- **Entries supplied**
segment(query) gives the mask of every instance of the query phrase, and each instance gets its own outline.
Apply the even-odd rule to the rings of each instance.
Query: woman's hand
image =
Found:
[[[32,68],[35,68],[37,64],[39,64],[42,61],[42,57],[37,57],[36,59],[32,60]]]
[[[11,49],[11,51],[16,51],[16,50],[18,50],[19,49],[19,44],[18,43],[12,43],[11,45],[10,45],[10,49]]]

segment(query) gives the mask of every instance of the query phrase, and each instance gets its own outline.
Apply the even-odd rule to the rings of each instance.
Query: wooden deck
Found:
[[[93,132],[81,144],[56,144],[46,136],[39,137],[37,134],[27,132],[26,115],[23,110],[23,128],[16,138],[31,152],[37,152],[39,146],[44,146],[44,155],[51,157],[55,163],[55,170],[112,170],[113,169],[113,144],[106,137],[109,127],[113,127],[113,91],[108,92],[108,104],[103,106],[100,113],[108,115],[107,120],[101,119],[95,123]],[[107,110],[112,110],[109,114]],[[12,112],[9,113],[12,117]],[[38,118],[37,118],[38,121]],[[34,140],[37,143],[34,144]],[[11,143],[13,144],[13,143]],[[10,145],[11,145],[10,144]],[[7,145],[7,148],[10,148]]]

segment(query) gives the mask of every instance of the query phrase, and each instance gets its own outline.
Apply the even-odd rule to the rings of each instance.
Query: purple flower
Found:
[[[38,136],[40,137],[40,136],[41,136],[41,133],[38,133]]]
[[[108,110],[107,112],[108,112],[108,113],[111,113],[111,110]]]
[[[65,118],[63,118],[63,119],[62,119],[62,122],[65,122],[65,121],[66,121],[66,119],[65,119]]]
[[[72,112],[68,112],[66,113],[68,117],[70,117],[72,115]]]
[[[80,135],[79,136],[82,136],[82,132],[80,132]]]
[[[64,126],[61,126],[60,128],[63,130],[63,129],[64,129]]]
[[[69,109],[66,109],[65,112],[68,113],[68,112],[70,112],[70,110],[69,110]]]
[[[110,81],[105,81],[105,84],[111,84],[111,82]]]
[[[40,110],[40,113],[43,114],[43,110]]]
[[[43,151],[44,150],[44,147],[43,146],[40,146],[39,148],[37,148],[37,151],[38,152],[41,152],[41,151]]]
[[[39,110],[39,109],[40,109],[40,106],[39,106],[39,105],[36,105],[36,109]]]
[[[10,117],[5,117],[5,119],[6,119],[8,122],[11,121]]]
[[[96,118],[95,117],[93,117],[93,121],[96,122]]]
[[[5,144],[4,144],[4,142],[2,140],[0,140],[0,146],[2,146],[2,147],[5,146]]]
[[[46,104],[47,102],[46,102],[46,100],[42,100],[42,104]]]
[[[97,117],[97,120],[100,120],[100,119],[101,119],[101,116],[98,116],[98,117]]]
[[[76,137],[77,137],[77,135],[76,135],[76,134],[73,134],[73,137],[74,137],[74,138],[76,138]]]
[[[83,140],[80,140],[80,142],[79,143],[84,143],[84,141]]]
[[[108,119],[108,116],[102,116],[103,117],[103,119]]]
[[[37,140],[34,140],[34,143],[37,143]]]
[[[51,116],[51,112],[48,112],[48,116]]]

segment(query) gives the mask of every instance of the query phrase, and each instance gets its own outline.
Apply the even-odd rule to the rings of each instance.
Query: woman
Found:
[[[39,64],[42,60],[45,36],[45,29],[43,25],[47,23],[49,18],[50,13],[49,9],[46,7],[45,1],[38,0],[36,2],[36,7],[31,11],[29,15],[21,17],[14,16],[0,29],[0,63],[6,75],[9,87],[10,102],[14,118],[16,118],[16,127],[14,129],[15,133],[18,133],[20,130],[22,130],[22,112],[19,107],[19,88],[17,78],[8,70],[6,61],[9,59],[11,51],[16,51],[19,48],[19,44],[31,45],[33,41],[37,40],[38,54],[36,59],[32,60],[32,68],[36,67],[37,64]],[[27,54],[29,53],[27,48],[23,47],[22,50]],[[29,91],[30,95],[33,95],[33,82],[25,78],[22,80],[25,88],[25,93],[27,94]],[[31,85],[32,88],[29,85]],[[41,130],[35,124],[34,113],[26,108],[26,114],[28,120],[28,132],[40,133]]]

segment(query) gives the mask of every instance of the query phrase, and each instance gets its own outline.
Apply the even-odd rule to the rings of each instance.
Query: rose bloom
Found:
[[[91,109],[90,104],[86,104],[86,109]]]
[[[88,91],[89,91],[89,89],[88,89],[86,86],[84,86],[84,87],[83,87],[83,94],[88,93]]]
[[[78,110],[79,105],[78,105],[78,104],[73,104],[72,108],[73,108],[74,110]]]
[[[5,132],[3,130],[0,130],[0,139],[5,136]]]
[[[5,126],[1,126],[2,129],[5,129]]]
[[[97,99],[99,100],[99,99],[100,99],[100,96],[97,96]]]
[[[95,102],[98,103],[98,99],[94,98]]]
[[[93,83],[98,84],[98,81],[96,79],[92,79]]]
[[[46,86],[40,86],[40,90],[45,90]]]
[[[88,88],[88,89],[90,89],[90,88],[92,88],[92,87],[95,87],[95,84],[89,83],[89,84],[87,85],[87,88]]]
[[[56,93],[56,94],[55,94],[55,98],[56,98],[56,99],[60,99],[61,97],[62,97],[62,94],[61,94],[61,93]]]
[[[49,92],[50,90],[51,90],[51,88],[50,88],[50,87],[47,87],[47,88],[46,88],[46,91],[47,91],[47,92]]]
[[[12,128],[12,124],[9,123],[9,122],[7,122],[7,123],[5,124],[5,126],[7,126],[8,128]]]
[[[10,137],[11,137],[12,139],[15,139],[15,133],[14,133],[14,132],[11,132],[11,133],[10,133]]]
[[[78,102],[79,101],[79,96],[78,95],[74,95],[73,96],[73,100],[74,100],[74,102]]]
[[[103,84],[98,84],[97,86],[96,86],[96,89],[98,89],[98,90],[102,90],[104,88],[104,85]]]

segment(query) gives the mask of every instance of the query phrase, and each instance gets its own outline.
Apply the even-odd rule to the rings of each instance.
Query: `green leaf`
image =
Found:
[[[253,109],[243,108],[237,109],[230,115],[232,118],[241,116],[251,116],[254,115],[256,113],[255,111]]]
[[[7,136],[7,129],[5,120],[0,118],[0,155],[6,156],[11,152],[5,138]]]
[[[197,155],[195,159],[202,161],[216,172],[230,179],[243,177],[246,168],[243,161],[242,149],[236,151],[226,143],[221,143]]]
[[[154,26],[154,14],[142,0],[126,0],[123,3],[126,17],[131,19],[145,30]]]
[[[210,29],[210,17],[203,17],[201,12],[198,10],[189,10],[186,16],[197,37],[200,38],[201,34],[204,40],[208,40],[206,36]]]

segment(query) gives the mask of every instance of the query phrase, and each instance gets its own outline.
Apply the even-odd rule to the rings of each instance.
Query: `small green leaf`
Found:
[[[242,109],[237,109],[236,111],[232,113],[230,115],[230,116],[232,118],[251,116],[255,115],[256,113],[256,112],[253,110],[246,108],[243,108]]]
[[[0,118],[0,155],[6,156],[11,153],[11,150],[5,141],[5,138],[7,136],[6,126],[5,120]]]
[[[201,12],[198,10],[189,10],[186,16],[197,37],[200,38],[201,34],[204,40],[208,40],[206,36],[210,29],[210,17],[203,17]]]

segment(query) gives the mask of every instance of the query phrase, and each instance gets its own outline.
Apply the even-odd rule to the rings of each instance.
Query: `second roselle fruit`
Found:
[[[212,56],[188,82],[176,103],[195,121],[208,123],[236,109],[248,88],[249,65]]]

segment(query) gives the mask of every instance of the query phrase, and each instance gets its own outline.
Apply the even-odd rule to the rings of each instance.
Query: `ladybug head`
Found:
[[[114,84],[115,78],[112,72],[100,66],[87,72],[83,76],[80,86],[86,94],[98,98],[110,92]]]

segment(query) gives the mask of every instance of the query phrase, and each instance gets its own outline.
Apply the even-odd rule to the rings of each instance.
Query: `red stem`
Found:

- **Directions**
Find every line in the rows above that contains the string "leaf" and copy each one. Case counts.

- **Answer to the problem**
Query: `green leaf`
Query: `small green leaf`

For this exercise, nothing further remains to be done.